Records shown:
******

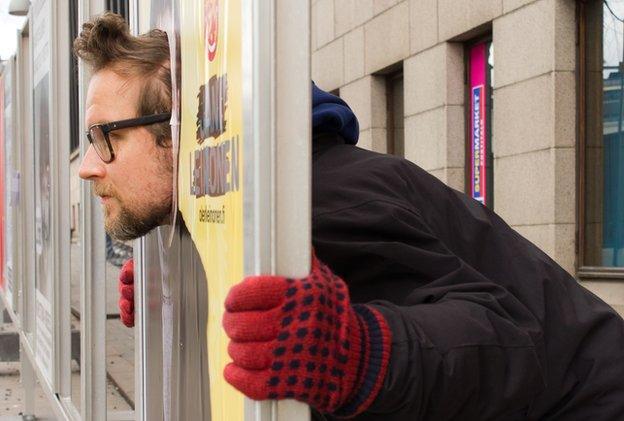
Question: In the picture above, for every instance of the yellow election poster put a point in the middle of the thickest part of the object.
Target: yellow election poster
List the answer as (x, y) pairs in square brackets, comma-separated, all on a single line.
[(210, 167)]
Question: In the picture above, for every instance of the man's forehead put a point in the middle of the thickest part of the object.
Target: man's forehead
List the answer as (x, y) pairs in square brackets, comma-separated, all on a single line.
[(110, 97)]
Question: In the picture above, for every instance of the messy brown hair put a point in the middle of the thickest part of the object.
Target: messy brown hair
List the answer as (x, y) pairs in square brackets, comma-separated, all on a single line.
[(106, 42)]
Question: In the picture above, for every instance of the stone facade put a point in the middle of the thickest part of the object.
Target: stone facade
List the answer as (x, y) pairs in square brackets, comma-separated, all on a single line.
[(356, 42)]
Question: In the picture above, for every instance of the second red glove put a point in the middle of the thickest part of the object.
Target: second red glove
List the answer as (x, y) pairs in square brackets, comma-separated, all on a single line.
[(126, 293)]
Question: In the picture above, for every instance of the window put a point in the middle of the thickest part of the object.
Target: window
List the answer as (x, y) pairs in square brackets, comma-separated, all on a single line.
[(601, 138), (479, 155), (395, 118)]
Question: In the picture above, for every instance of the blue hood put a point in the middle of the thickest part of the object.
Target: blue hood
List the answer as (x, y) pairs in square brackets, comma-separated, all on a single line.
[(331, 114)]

******

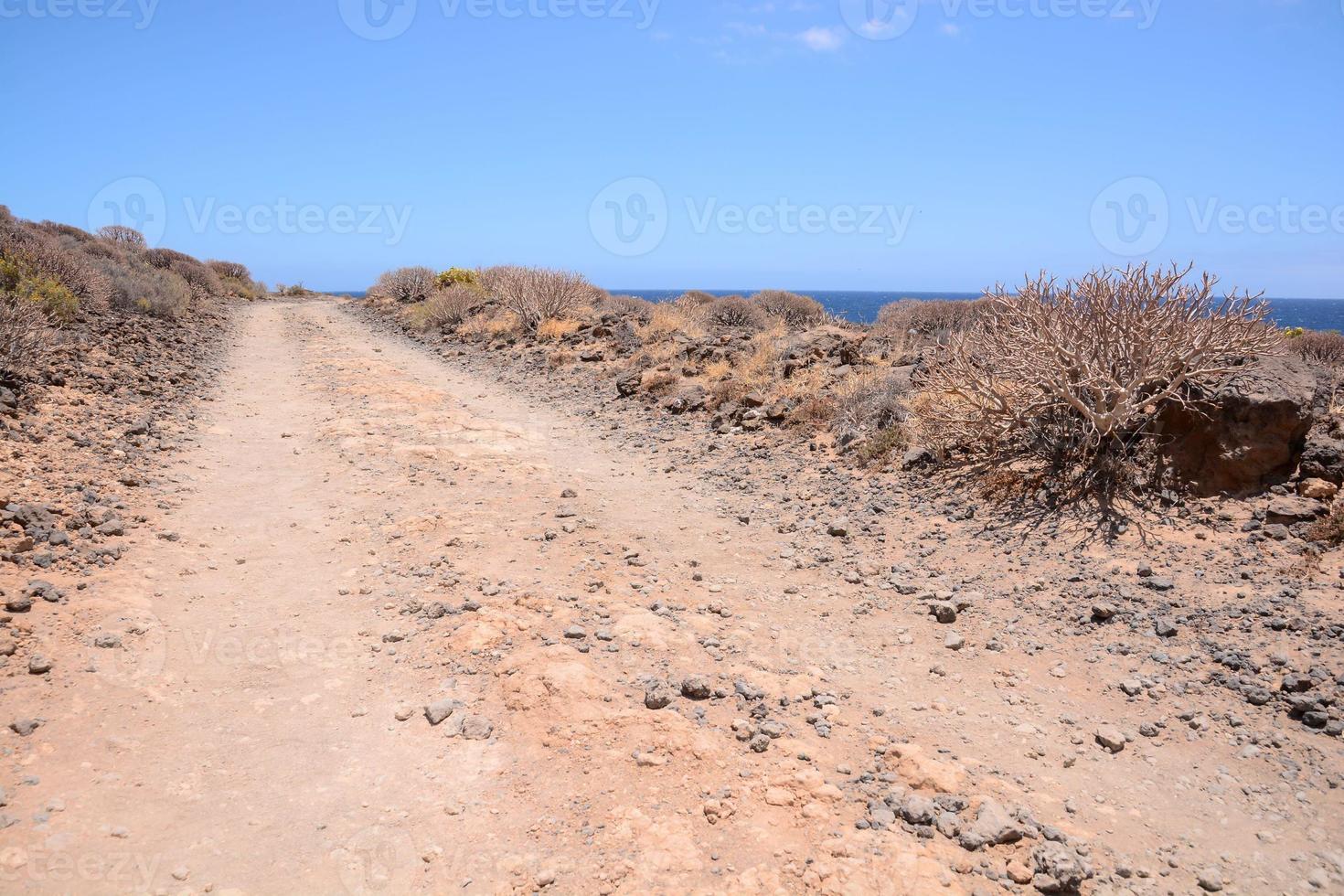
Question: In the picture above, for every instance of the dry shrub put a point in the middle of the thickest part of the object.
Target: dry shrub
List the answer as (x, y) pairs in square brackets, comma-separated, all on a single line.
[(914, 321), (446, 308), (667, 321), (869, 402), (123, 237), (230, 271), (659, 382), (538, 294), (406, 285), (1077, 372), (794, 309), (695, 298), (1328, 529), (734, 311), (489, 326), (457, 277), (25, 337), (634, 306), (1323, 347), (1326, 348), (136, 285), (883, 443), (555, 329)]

******

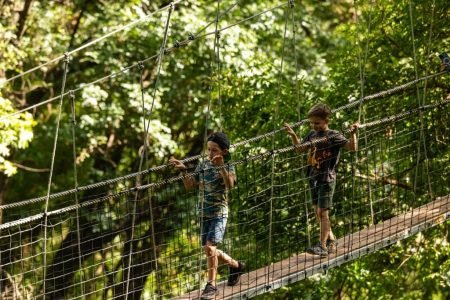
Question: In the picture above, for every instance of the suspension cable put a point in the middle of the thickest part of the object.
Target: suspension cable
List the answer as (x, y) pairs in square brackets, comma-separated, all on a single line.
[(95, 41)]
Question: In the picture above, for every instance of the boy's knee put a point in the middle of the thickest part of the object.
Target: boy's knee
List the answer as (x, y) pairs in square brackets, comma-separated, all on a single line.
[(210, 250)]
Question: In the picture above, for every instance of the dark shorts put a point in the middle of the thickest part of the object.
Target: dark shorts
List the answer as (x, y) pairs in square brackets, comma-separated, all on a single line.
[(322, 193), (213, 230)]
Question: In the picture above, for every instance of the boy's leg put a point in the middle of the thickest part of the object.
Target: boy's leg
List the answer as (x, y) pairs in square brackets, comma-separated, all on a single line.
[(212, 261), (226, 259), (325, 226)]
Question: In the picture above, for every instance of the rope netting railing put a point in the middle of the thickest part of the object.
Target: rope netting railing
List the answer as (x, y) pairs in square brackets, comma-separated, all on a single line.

******

Scan the material for the word "rope". Return every line where it is found.

Question: In the picture above, for every instance of the rope netting railing put a point in the middle of the thickest part of the object.
Target: rope netting railing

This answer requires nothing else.